ARTICLE
__________________________________________________
I always make a rider with a dog keep the dog on their lap or at their feet on a large towel I supply for the purpose.

After the ride the towel goes into a plastic bag in the trunk until I get time to vacuum it.

C) * It can negatively affect your income - *Aside for the driver or immediate family there is the possibility of transporting a passenger with a pet allergy or a simple aversion to pets. It is not uncommon in the purchase or sale of household or clothing items or even stuffed animals for there to be people that will not buy anything that does not come from a pet free environment.

Killing time with a couple of other drivers once a driver saw my screensaver which has my dog featured. He told me he lost a fare once when they noticed a screensaver on his phone of his dog and asked if it was ever in the car with him.

D) The worst issue I've experienced......

MOST PEOPLE here seem to think I am a dog hater or something akin to one when the opposite is actually the case. I AM THAT PERSON they hate that wants to take my dog everywhere with me and expects everyone to love him. (they actually do though)

I have an intact French Bulldog. He is 2 years old and at my side or feet pretty much anytime I am not driving ride share. He is well known and loved in my office as well as the offices of associates I do business with. Clients usually meet him when they meet me. Frenchies are natural Goof Balls and People Pleasers and most people find him to have a very unique personality.

At the end of 2018 I rotated my "business" car into the mix for driving Ride Share. It is a 2016 full size domestic 4 door top trimmed model. My Frenchie has been in it at my side for 2 years.

One morning we got in the car and off to the office of an associate. He left my side and was sniffing around the back and as I watched in the mirror he "marked" the rear passenger side door and seat and as I was pulling over while admonishing him he marked the floor on that side of the car as well.

He had NEVER marked in my home or in the car previously. I thought he may be sick and we went to see his Vet that afternoon. He was fine but the Dr questioned me on things and asked of anyone else had been in the car recently that owned a dog or had one.

That triggered my memory and something I should have already thought of. The day before I had transported a lady with her dog to a breeder. He dog was in heat, wearing a diaper, on the way to being impregnated.
__________________________________________________
GIVEN INFORMATION
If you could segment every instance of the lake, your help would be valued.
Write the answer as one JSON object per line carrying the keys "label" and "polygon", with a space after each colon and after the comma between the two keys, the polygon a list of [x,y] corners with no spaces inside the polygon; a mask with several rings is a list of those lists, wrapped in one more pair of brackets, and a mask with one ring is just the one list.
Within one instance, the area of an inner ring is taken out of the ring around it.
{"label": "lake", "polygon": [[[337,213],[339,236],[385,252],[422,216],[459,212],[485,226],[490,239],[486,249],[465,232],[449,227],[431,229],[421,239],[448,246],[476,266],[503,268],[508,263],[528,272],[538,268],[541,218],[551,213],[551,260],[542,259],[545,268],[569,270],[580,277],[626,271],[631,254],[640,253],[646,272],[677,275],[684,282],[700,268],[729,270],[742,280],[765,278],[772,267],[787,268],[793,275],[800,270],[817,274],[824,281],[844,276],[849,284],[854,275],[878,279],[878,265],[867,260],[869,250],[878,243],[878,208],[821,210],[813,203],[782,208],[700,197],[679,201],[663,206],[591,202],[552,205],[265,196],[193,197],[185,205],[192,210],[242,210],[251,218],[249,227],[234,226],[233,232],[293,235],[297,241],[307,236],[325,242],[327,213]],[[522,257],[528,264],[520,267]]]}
__________________________________________________
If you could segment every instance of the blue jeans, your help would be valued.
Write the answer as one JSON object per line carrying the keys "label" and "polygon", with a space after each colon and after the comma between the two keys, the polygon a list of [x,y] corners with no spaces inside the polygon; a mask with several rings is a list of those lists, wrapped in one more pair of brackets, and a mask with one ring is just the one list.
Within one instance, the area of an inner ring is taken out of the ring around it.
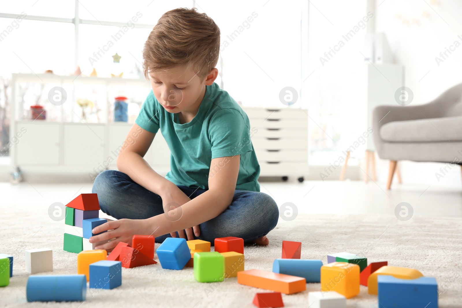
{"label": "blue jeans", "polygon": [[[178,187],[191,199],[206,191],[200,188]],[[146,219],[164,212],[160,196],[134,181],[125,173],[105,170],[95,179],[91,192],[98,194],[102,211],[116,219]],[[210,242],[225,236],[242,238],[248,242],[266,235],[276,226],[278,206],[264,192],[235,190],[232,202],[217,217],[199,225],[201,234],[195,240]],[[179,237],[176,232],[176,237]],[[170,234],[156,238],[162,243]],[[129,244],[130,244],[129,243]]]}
__________________________________________________
COMPLETE THE FOLLOWING
**A.** Answer these about the post on dogs in rideshare cars, one line each:
(i) Where does the towel go after a ride with a dog?
(ii) How old is the writer's French Bulldog?
(iii) What kind of car did the writer start using for ride share at the end of 2018?
**B.** Echo word for word the part of the post on dogs in rideshare cars running from "C) * It can" down to "car with him.".

RESPONSES IN ORDER
**A.**
(i) Into a plastic bag in the trunk until the writer has time to vacuum it.
(ii) 2 years old.
(iii) A 2016 full size domestic 4 door top trimmed model, the writer's "business" car.

**B.**
C) * It can negatively affect your income - *Aside for the driver or immediate family there is the possibility of transporting a passenger with a pet allergy or a simple aversion to pets. It is not uncommon in the purchase or sale of household or clothing items or even stuffed animals for there to be people that will not buy anything that does not come from a pet free environment.

Killing time with a couple of other drivers once a driver saw my screensaver which has my dog featured. He told me he lost a fare once when they noticed a screensaver on his phone of his dog and asked if it was ever in the car with him.